● Yazılı Problem: Darbeler üzerine metne göre aşağıdaki (a), (b) ve (c) ifadelerinin her biri için evet veya hayır yazın ve kararı belirleyen sözcükleri metinden aynen alıntılayın. (a) Evren, Bülent Ecevit döneminde atanmıştır. (b) Konuşmacıya göre esas damar 28 Şubat’tır. (c) Gardırop Atatürkçülüğü lafı 70’lerde çok meşhurdu.

● Metin Bloğu:
⁂

ANCAK VİCDANSIZ BİR İNSANIN VİCDANI RAHAT OLUR

PKK 12 Eylül İhtilali’nin sonuçlarından yani…
-Tamimiyle 12 Eylül’ün bir sonucudur. Kenan Evren, Mehmet Ağar gibi adamlara dikkat edin mikrofon ne zaman tutulsa vicdanım rahat diyorlar. Vicdansız bir insanın ancak vicdanı rahat olur. Bu hayatta bu kadar adaletsizliğin, haksızlığın olduğu yerde, herhangi bir insan vicdanım çok rahat diyorsa zaten bir problem var. Çünkü vicdan ayaklar altına alınıyor.

 

EVREN OLMASA ROL BAŞKASINA VERİLİRDİ
Batı kaynaklı bir darbede Evren’in rolü neydi?
Evren, Bülent Ecevit döneminde atandı. O değil, başkası da olabilir, bu arada o rol bir başkasına da verilebilirdi. Bugün görüyoruz ki memleketimizde darbeye gönüllü yeterince General zaten varmış. 28 Şubat, 27 Nisan ve diğer muhtıralara baktığımızda bunu görüyoruz. Ama esas damar 27 Mayıs’tır. 27 Mayıs damarıyla yüzleşilmediği müddetçe de işimiz zor. Kenan Evren’in de beslendiği esas kaynak orası. Gardırop Atatürkçülüğü lafı 60’larda çok meşhurdu, hepsi o gardıroba girdi. O yüzden bizim sürecimiz 27 Mayıs’tan gelen bir süreç. Yani her kriz anında İskender yöntemiyle, düğümleri çözerek değil de bıçak atarak çözme. O zaman ne oluyor, hakikaten çok büyük bir zaman kaybediyoruz toplumu yukardan aşağıya formatlıyorlar, şekillendiriyorlar.

 

Bu ülkede darbeseviciler var ve onlar darbeden çok, darbenin kimin eliyle geldiğini önemsiyorlar. Darbenin kötü bir şey olduğunu söylüyorlar ama darbe eğer kendilerinin karşı olduğu bir yapıya karşı yapılıyorsa olumlu görüyorlar. Peki, darbenin‘ama’sı olur mu?

⁂

● Sağlanan Girdiler:
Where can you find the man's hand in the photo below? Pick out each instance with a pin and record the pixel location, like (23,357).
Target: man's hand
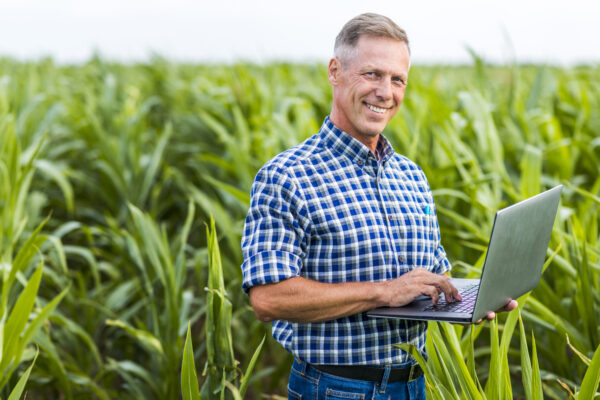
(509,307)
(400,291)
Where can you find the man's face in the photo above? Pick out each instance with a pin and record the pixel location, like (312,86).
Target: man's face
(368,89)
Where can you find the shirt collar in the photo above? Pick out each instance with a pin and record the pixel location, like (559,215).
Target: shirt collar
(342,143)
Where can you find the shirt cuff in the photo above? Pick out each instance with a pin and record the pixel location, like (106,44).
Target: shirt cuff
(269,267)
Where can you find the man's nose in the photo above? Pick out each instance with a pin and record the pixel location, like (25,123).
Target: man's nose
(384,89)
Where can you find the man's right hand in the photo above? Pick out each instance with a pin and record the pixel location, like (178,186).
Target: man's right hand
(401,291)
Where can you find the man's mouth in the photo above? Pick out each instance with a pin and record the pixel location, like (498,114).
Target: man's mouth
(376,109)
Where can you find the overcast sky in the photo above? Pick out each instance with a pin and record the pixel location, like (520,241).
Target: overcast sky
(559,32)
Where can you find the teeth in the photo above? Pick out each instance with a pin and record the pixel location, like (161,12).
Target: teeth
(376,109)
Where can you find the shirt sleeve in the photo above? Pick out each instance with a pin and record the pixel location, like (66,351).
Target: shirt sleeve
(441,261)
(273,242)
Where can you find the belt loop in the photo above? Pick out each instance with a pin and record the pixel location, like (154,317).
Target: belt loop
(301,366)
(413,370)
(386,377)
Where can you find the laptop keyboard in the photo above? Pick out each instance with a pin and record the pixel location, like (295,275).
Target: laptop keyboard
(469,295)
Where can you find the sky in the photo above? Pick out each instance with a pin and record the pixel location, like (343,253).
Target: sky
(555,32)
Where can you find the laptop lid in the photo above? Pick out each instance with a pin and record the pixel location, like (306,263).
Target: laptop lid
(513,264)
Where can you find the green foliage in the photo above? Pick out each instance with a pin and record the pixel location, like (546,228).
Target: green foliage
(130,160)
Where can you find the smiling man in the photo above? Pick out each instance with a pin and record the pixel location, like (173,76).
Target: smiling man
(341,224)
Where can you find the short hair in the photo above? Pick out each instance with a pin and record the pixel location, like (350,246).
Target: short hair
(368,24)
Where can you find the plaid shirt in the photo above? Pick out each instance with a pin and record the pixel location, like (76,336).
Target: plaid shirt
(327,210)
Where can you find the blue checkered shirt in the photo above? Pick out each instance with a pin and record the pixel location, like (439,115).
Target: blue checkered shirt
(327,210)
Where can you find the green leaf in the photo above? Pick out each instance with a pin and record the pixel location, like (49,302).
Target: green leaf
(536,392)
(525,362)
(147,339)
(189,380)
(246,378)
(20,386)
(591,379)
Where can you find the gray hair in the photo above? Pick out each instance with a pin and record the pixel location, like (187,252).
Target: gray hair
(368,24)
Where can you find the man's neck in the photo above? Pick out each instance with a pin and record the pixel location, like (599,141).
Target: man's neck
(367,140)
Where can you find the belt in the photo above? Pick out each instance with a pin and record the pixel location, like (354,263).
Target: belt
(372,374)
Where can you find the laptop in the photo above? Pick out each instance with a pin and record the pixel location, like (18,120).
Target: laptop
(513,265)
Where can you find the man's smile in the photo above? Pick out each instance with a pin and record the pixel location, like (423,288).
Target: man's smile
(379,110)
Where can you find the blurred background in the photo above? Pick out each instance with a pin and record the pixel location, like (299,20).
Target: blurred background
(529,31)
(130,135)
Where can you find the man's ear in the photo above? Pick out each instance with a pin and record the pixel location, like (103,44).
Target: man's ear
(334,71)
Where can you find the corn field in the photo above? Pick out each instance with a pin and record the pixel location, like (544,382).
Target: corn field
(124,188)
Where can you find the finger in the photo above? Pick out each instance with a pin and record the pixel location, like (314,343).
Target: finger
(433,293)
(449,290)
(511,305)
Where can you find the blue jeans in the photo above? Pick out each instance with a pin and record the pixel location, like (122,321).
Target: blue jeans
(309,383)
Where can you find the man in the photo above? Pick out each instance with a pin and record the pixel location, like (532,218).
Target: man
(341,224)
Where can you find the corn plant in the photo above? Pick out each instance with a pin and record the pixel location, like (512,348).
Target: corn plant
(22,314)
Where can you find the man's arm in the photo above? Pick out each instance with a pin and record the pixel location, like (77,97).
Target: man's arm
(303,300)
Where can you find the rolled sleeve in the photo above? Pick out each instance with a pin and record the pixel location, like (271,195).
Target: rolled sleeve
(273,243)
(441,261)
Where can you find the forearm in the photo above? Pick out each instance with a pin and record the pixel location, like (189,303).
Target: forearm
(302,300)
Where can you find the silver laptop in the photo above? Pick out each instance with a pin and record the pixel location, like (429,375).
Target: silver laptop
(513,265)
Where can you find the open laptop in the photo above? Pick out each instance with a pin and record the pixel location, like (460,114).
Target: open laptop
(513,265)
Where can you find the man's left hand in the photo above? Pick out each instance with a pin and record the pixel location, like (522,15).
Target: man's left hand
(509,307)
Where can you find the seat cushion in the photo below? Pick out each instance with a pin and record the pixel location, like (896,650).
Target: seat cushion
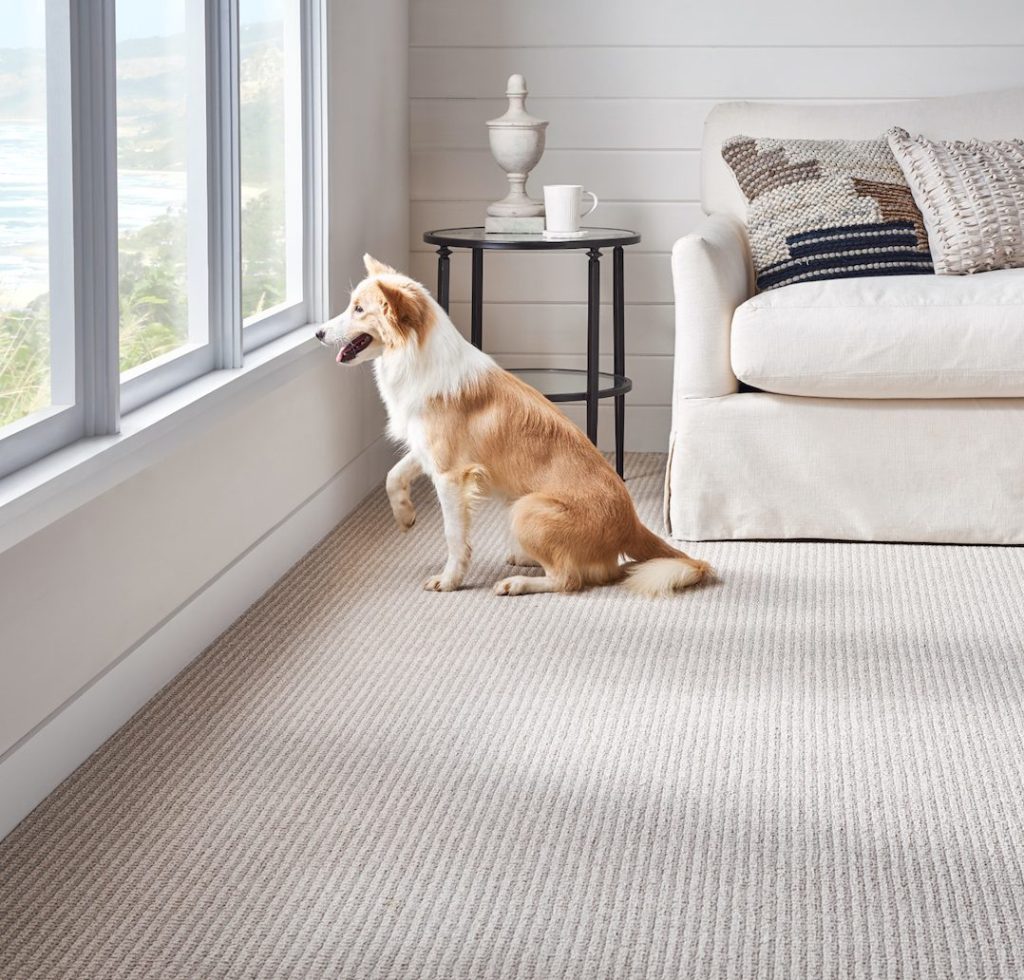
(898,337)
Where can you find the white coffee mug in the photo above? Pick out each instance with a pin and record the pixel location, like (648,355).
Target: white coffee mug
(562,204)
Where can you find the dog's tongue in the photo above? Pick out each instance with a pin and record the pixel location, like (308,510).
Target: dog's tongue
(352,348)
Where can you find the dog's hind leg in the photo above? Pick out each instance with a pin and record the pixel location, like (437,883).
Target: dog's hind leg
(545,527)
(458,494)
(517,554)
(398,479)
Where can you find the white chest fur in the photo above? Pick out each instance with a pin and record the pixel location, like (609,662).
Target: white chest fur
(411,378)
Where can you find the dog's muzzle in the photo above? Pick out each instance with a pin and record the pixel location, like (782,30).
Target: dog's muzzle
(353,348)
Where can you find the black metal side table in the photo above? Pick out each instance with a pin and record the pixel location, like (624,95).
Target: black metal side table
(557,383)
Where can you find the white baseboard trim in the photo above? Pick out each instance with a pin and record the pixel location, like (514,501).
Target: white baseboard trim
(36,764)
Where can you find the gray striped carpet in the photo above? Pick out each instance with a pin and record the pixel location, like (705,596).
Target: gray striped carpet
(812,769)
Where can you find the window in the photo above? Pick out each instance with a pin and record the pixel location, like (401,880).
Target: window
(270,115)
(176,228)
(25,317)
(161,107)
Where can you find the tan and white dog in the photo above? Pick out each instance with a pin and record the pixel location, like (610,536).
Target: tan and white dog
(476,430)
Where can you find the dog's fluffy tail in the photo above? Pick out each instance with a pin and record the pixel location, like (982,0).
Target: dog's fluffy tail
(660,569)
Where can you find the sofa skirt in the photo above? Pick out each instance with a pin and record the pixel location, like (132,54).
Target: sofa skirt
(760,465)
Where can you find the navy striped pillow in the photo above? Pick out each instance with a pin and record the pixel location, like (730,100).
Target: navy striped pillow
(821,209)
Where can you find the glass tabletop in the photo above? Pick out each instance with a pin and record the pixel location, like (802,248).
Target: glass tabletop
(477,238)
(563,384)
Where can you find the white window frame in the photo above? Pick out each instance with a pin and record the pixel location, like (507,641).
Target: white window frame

⁂

● Alıştırma Sonucu:
(a) Evet: "Evren, Bülent Ecevit döneminde atandı."
(b) Hayır: "Ama esas damar 27 Mayıs’tır."
(c) Hayır: "Gardırop Atatürkçülüğü lafı 60’larda çok meşhurdu"